>> START

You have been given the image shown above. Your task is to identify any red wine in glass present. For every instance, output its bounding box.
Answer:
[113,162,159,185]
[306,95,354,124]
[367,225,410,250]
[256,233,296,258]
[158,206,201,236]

>> END

Rescale the listing above by writing out every line again, request included, with each bounding-box coordinate in the answers multiplied by 1.95 and rounded to a whole number (halves go up).

--- Problem solution ---
You have been given the image shown above. Your task is to identify any red wine in glass present. For every instance, output its bounding box.
Answer:
[220,316,310,361]
[597,185,690,242]
[716,439,800,488]
[499,454,577,503]
[308,402,392,460]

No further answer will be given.